(Tasks and exercises)
1. Reproduce the stretch from "Specific Tasks" through "Text Extraction (OCR)" in the SmolVLM page below.
2. Which image formats does the SmolVLM page below list as supported?

(Given passage)
____________________

SmolVLM - Local Image Analysis
Analyze images locally using SmolVLM-2B, a state-of-the-art compact vision-language model optimized for Apple Silicon via mlx-vlm.
Quick Usage
Describe an Image
bash
python ~/.claude/skills/smolvlm/scripts/view_image.py /path/to/image.png
Ask a Question About an Image
bash
python ~/.claude/skills/smolvlm/scripts/view_image.py /path/to/image.png "What text is visible?"
Specific Tasks
bash
# Extract text (OCR) python ~/.claude/skills/smolvlm/scripts/view_image.py screenshot.png "Extract all text" # UI analysis python ~/.claude/skills/smolvlm/scripts/view_image.py ui.png "Describe the UI elements" # Detailed description python ~/.claude/skills/smolvlm/scripts/view_image.py photo.jpg --detailed
Effective Prompts
General Description
- •
"Describe this image"- Basic description - •
"Describe this image in detail, including colors, composition, and any text"- Comprehensive
Text Extraction (OCR)
- •
"Extract all visible text from this image" - •
"What text appears in this screenshot?" - •
"Read the text in this document"
UI/Screenshot Analysis
- •
"Describe the user interface elements" - •
"What buttons and controls are visible?" - •
"Identify the application and its current state"
Visual Question Answering
- •
"How many [objects] are in this image?" - •
"What color is the [object]?" - •
"Is there a [object] in this image?"
Code/Technical
- •
"What programming language is shown?" - •
"Describe what this code does" - •
"Identify any errors in this code screenshot"
Model Details
| Spec | Value |
|---|---|
| Model | SmolVLM-2B-Instruct |
| Size | ~4GB |
| Peak Memory | 5.8GB |
| Speed | ~94 tok/s (M-series) |
| Supported Formats | PNG, JPG, JPEG, GIF, WebP |
Requirements
- •macOS with Apple Silicon (M1/M2/M3)
- •Python 3.10+
- •mlx-vlm package:
uv pip install mlx-vlm --system
Troubleshooting
"Model not found": First run downloads the model (~4GB). Wait for completion.
Out of memory: Close other applications. Model needs ~6GB free RAM.
Slow first inference: Model loading takes 10-15s on first use, subsequent calls are faster.

____________________

(Data for analysis)
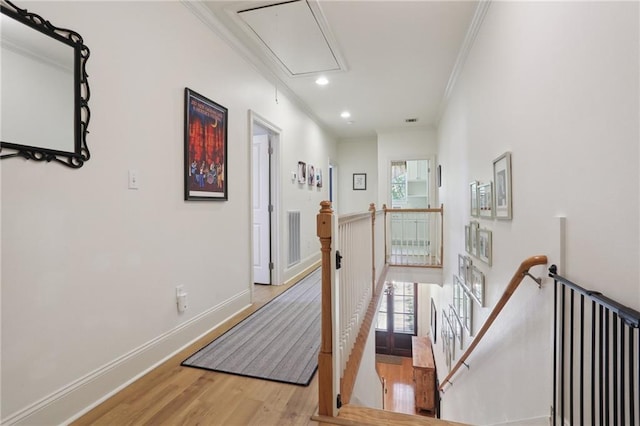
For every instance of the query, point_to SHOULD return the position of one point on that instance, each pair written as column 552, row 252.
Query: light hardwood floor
column 400, row 394
column 176, row 395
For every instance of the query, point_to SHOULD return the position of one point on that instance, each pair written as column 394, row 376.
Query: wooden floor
column 400, row 389
column 176, row 395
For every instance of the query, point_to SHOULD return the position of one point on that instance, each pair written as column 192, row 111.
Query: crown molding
column 463, row 53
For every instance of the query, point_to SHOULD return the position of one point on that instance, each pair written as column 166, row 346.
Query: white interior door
column 261, row 222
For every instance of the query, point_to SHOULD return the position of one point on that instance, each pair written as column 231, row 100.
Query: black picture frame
column 359, row 181
column 205, row 148
column 42, row 148
column 434, row 321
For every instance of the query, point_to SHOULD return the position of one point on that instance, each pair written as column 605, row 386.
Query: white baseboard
column 535, row 421
column 300, row 270
column 77, row 398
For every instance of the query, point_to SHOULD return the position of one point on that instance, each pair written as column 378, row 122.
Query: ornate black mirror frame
column 81, row 113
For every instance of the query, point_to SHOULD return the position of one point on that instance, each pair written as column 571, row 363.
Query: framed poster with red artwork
column 205, row 148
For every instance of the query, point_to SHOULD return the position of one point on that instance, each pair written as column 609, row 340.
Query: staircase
column 351, row 415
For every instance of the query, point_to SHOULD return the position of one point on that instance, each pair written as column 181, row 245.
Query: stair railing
column 518, row 276
column 596, row 357
column 351, row 262
column 413, row 237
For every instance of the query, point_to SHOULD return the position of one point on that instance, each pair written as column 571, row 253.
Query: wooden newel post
column 326, row 400
column 372, row 210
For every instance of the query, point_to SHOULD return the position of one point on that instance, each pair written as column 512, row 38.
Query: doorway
column 397, row 319
column 264, row 143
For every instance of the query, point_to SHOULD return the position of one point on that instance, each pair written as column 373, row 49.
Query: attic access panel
column 292, row 35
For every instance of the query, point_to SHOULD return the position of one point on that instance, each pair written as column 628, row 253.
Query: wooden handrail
column 508, row 292
column 396, row 210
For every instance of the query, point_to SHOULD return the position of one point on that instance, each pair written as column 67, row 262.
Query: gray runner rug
column 278, row 342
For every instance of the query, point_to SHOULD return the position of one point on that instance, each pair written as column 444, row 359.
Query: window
column 398, row 303
column 398, row 184
column 410, row 184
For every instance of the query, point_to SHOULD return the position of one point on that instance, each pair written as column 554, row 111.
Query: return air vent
column 293, row 222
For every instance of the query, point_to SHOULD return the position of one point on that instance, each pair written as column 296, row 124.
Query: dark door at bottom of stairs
column 396, row 322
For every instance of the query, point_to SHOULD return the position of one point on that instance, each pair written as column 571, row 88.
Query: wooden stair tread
column 352, row 415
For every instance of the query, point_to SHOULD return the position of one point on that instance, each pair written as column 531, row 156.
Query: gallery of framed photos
column 488, row 201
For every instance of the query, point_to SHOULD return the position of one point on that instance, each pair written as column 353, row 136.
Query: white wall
column 414, row 144
column 357, row 156
column 90, row 267
column 555, row 83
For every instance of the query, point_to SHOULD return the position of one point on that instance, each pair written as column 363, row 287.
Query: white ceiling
column 394, row 59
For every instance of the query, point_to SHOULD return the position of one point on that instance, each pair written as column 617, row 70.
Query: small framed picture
column 205, row 148
column 434, row 321
column 477, row 285
column 473, row 238
column 484, row 246
column 359, row 181
column 302, row 172
column 467, row 241
column 473, row 199
column 468, row 264
column 502, row 179
column 457, row 325
column 458, row 291
column 311, row 175
column 467, row 316
column 462, row 268
column 485, row 200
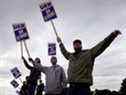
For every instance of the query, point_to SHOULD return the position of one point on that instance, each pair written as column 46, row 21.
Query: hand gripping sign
column 14, row 83
column 20, row 31
column 21, row 34
column 51, row 49
column 48, row 11
column 16, row 73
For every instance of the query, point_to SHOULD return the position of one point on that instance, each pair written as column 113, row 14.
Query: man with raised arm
column 35, row 74
column 81, row 63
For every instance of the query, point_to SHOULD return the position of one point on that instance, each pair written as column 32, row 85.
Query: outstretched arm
column 26, row 63
column 99, row 48
column 31, row 60
column 65, row 53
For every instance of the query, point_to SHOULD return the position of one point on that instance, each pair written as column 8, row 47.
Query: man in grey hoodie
column 55, row 78
column 81, row 63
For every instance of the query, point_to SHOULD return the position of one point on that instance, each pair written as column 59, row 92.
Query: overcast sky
column 89, row 20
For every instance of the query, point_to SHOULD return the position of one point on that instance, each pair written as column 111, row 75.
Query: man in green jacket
column 81, row 63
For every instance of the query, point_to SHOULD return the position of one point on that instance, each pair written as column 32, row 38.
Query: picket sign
column 52, row 49
column 15, row 72
column 21, row 35
column 48, row 13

____________________

(Answers by task)
1.
Specific Tasks
bash
# Extract text (OCR) python ~/.claude/skills/smolvlm/scripts/view_image.py screenshot.png "Extract all text" # UI analysis python ~/.claude/skills/smolvlm/scripts/view_image.py ui.png "Describe the UI elements" # Detailed description python ~/.claude/skills/smolvlm/scripts/view_image.py photo.jpg --detailed
Effective Prompts
General Description
- •
"Describe this image"- Basic description - •
"Describe this image in detail, including colors, composition, and any text"- Comprehensive
Text Extraction (OCR)

2. PNG, JPG, JPEG, GIF, WebP